#### Prompt:
Starting with the line with "Where can you find the tree" and going on through the line with "<point>147,94</point>", replace "grey" with "gray" and give those lines again with everything else unchanged.

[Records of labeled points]
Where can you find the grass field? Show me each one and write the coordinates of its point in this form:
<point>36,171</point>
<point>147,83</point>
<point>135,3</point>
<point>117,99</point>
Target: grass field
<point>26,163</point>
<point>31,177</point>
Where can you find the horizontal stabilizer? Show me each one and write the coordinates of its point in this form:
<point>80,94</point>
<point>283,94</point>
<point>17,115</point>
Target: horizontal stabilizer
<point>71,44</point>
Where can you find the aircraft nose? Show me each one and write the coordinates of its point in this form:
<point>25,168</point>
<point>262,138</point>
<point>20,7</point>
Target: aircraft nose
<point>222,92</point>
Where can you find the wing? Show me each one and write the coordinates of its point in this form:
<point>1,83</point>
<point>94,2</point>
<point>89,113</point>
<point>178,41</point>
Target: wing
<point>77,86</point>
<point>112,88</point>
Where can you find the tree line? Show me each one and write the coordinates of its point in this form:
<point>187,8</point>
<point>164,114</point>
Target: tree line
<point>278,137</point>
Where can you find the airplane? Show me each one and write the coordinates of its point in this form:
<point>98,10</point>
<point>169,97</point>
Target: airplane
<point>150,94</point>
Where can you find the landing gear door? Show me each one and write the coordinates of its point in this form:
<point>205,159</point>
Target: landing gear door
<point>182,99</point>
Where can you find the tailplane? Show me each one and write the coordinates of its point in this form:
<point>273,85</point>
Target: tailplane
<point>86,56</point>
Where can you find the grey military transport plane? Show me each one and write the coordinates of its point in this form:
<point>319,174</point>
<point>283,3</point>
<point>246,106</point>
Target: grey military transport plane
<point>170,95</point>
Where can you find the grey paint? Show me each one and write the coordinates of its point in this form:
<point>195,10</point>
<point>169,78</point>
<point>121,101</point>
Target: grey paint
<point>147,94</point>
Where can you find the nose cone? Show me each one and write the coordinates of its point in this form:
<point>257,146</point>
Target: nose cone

* * *

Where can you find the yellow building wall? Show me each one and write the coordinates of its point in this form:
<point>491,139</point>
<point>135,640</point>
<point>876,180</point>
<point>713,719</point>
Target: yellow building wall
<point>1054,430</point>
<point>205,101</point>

#### Response to this task:
Where can you find the tree line? Show me each one and write the coordinates of its point in this form:
<point>187,8</point>
<point>164,114</point>
Target: tree line
<point>278,137</point>
Where can you find the airplane? Show me each one and write the coordinates of its point in this form:
<point>98,10</point>
<point>169,97</point>
Target: airplane
<point>150,94</point>
Where can you find the landing gear door? Show me each one and write the coordinates of its point in this form:
<point>205,159</point>
Target: landing gear door
<point>182,99</point>
Where can you find the tailplane? Show me each one and write the coordinates of its point in this form:
<point>273,85</point>
Target: tailplane
<point>86,56</point>
Where can you find the gray military transport plane? Show me each one and write the coordinates of its point in this form:
<point>319,174</point>
<point>283,3</point>
<point>246,106</point>
Target: gray military transport plane
<point>170,95</point>
Where can you find the gray paint? Show me each one and write the coordinates of its point in this form:
<point>195,10</point>
<point>169,78</point>
<point>121,101</point>
Target: gray paint
<point>147,94</point>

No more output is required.